*Excerto:*
◇ ◇ ◇ ◇ ◇

A banalização do acrónimo NEEF tem vindo a criar a ilusão de que os jovens que se encontram desempregados e fora dos sistemas de educação/formação se constituem como um conjunto homogéneo (Sadler, Akister, & Burch, in press). Se é verdade que existem fragilidades transversais a este grupo, o seu impacto é distinto em função dos contextos. Neste particular, a comparação das vivências e trajetórias destes jovens em espaços rurais e urbanos continua por analisar em Portugal. A pressão demográfica sobre os grandes centros urbanos e a consequente desertificação e envelhecimento de amplas faixas do território nacional contribuirão, por certo, para uma menor atenção sobre os reflexos do desemprego e da desocupação jovens em meios rurais.
Atualmente, a vida dos jovens em meio rural pressupõe uma difícil harmonização entre uma ordem de valores dominante, ligados à modernidade e à vida urbana, veiculados e reconfirmados pela Escola, e valores tradicionais do espaço rural, normalmente transmitidos no seio da família e de redes sociais informais (Alarcão & Simões, 2009). Esta conciliação afeta a definição e a concretização de um percurso profissional, porque as atividades que exercem elevada atratividade sobre os jovens, mormente as que se enquadram no setor terciário, são precisamente aquelas que se encontram menos acessíveis. Por outro lado, as atividades do setor primário e as suas repercussões no setor transformador, as quais poderão representar oportunidades de emprego mais imediatas nos meios rurais, simbolizam, precisamente, uma vivência e um estilo de vida que os jovens tendem a rejeitar. Este cenário enquadra vários conflitos de (des)identificação, com reflexo nas transições para a vida ativa ou na formação ao longo da vida. Entre eles assomam: (a) a dissonância entre as aspirações desenvolvidas a partir do acesso aos mais variados meios de comunicação e as reais oportunidades sociais e laborais existentes; (b) a divergência entre as metas profissionais a que se propõem estes jovens e as reais competências adquiridas nos sistemas de educação/formação; e (c) a impossibilidade de concertar a trajetória profissional imaginada com a acumulação de obstáculos à sua concretização, de que é exemplo a maior prevalência de gravidez ou de abandono escolar precoces entre adolescentes dos meios rurais (Sadler, Akister, & Burch, in press).

Ruralidade na insularidade: práticas de integração social e laboral na Região Autónoma dos Açores
As tensões colocadas aos jovens NEEF em meio rural condicionam as intervenções destinadas a promover a sua integração social e laboral. Inspiradas pela cultura dominante, as políticas públicas ou os programas de âmbito mais específico e pontual, dinamizados pelo Terceiro Setor, insistem na reprodução dos modelos típicos das propostas interventivas para a juventude que vive nos meios urbanos. O seu foco recorrente é a elevação de qualificações dos jovens. Este objetivo surge, muitas vezes, ancorado em políticas sociais de banda larga como o rendimento social de inserção ou o subsídio de desemprego. Tal significa que a ação pública ou público-privada tende a não contextualizar a intervenção com os jovens NEEF nos territórios em que estes vivem. Por outras palavras, são desconsideradas as potencialidades de cada território na criação de reais oportunidades de emprego e inserção social para os jovens.

◇ ◇ ◇ ◇ ◇

*Linhas de dados:*
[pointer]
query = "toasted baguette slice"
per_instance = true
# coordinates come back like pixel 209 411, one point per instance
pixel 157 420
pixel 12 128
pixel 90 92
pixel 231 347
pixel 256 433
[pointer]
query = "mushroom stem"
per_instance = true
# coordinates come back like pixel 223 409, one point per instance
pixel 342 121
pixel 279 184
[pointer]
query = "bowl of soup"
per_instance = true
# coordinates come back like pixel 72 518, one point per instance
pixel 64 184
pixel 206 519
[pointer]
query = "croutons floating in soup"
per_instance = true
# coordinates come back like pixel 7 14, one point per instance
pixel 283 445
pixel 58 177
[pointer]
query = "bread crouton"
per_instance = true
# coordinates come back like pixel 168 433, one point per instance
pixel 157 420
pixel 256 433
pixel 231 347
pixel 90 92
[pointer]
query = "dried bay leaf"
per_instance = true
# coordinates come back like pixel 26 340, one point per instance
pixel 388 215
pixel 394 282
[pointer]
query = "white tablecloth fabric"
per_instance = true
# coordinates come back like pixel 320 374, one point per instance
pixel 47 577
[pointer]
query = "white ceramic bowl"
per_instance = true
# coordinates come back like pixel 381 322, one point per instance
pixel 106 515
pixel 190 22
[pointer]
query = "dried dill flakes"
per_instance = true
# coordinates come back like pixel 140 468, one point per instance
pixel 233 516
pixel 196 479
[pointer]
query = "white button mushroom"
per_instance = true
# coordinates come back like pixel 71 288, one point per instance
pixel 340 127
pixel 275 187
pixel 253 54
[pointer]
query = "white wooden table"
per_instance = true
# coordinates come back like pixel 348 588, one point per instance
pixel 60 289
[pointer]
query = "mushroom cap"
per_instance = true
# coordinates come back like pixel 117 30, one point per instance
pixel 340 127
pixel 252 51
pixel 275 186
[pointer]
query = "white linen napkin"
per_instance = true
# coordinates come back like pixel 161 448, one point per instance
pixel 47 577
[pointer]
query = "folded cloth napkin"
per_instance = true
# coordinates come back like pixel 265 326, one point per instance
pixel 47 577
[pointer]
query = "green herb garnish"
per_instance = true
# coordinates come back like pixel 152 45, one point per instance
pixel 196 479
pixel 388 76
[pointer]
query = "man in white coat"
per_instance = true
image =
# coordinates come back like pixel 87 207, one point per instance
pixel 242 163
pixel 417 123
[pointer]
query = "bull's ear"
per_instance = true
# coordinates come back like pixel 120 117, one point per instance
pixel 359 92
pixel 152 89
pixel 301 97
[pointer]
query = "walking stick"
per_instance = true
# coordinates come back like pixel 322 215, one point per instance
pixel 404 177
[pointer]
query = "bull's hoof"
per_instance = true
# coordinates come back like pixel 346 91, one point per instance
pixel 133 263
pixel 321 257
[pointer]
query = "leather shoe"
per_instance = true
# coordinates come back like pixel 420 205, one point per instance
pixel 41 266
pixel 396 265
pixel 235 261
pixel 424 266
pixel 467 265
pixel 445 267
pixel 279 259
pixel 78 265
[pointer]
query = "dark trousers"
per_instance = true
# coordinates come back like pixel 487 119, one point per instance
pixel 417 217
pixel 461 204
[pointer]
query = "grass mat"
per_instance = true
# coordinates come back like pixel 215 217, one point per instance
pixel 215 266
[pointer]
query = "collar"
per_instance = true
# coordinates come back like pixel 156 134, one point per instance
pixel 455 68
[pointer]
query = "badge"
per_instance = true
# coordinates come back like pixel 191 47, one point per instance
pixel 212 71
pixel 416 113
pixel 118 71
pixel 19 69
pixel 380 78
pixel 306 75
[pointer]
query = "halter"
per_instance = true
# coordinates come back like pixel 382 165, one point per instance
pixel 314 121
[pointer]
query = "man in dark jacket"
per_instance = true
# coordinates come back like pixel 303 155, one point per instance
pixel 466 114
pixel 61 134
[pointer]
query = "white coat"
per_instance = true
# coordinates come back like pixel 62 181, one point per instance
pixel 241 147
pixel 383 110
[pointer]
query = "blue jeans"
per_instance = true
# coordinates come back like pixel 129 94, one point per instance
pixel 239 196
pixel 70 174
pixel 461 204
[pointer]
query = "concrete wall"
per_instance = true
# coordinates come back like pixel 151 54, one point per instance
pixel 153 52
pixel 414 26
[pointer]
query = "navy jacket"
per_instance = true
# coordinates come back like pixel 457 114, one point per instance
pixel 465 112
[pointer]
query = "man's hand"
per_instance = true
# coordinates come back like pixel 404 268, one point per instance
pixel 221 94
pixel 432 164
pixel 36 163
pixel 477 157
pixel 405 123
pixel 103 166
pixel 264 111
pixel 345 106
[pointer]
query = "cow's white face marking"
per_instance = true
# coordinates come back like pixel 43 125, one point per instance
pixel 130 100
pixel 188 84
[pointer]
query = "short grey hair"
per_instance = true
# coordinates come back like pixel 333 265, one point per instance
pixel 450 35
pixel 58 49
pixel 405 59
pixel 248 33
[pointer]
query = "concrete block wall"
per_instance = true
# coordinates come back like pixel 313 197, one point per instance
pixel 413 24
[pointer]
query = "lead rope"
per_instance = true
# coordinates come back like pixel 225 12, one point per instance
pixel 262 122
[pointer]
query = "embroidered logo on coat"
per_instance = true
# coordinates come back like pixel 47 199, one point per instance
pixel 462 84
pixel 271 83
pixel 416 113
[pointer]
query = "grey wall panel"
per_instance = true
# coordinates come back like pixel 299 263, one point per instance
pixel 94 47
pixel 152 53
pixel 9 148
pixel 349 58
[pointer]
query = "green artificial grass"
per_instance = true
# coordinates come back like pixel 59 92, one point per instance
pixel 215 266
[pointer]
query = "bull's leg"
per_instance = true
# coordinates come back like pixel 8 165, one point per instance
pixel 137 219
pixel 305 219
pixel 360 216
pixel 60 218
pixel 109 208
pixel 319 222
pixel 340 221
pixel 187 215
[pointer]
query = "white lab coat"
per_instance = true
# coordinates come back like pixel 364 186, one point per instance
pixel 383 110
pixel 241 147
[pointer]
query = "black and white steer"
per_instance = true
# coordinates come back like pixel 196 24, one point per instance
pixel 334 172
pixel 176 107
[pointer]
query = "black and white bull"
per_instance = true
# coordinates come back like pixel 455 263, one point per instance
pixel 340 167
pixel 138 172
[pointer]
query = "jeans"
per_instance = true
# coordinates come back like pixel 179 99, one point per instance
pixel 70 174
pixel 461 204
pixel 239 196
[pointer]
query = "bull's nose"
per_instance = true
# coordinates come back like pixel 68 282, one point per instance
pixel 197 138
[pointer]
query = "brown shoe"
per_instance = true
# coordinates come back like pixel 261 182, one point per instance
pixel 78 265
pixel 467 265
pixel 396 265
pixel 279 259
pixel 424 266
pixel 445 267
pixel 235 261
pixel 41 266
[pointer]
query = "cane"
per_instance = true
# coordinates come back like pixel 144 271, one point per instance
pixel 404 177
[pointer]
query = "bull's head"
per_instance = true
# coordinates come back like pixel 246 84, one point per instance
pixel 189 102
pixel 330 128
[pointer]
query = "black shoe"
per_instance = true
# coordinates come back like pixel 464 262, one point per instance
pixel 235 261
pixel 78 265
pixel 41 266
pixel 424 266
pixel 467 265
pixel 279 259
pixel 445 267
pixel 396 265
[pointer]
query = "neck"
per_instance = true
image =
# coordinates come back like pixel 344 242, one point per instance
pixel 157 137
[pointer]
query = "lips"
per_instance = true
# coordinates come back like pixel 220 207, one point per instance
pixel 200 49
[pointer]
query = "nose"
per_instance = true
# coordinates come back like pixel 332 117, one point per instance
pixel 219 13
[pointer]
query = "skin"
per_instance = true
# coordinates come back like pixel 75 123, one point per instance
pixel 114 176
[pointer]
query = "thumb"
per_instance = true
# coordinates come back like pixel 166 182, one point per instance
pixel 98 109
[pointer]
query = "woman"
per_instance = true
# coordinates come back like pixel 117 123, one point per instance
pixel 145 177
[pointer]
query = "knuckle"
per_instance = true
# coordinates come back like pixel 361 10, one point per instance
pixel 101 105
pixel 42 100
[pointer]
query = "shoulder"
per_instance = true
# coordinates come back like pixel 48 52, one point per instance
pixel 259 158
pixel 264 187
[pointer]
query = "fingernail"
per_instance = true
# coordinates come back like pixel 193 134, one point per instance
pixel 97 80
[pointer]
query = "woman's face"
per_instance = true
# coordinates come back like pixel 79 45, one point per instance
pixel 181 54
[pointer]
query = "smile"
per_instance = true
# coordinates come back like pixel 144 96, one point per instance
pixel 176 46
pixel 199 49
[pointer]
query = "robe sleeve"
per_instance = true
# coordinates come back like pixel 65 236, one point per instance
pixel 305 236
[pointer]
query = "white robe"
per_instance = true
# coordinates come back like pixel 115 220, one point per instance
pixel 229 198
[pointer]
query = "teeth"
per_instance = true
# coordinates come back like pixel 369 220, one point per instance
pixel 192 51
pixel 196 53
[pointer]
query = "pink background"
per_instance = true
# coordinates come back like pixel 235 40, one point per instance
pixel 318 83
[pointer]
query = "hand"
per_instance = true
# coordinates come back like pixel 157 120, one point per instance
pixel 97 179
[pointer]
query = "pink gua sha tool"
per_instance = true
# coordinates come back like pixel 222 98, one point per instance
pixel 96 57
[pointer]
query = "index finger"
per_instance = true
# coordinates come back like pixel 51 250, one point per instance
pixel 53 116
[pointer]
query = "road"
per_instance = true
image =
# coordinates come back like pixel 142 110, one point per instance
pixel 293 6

◇ ◇ ◇ ◇ ◇

*Instruções:*
1) Indique se cada afirmação está de acordo com o texto sobre os jovens NEEF em meio rural, respondendo sim ou não e citando as palavras do texto que o decidem: (a) as intervenções descritas têm como foco recorrente a elevação de qualificações dos jovens; (b) os valores tradicionais do espaço rural são transmitidos sobretudo pela Escola; (c) em Portugal, a comparação entre jovens destes grupos em espaços rurais e urbanos já está feita.
2) Traduza para inglês esta frase do texto sobre os jovens NEEF em meio rural: «Este cenário enquadra vários conflitos de (des)identificação, com reflexo nas transições para a vida ativa ou na formação ao longo da vida.»
3) Dê a continuação do texto sobre os jovens NEEF em meio rural, com um parágrafo que comece a seguir à sua última frase.

*Respostas por tarefa:*
1)
(a) Sim: «O seu foco recorrente é a elevação de qualificações dos jovens.»
(b) Não: «valores tradicionais do espaço rural, normalmente transmitidos no seio da família e de redes sociais informais»
(c) Não: «a comparação das vivências e trajetórias destes jovens em espaços rurais e urbanos continua por analisar em Portugal.»

2) This scenario frames several conflicts of (dis)identification, which are reflected in transitions into working life or in lifelong learning.

3)
Na Região Autónoma dos Açores são bem notórias as dificuldades em proporcionar respostas aos jovens NEEF. Além das características inerentes ao seu perfil como as baixas qualificações, o abandono escolar prematuro ou as taxas de gravidez precoce e monoparentalidade se fazerem notar com maior intensidade, a descontinuidade e isolamento do território colocam dificuldades adicionais na formulação de intervenções potencialmente geradoras de emprego. Consciente desta realidade, uma Organização Não-Governamental, a Caritas da Ilha Terceira, tem vindo a desenvolver, nos últimos dois anos, uma linha de ação que, grosso modo, pretende responder a uma questão-chave: como desenvolver práticas sociais e formativas que promovam o emprego jovem através da (re)valorização de potencialidades locais? Dois projetos estão em curso com essa intenção: o projeto TERRA NOSTRA – CAPACITAÇÃO COM RAÍZES, financiado pela Fundação EDP, e mais recentemente, desde abril de 2015, o projeto TRAD(E)-IN – tradição e inovação para a empregabilidade, financiado pelas EEA Grants, no âmbito do Programa Cidadania Ativa, gerido pela Fundação Gulbenkian. Enquanto o projeto TERRA NOSTRA se centra na criação de capacidade produtiva na área da agricultura biológica, o projeto TRAD(E)-IN visa a montagem de uma cadeia de valor que vá da produção agrícola, até à venda ao consumidor final, passando pela transformação de matérias-primas. Ambos os projetos partem da identificação de oportunidades no setor agroalimentar, face à aposta regional na redução de importações e à previsível diminuição do peso da pecuária, em detrimento da agricultura, na economia açoriana. Essa conjugação de vantagens que se coloca no horizonte poderá favorecer a integração de jovens desempregados e com baixos níveis de qualificação no setor, na próximo década.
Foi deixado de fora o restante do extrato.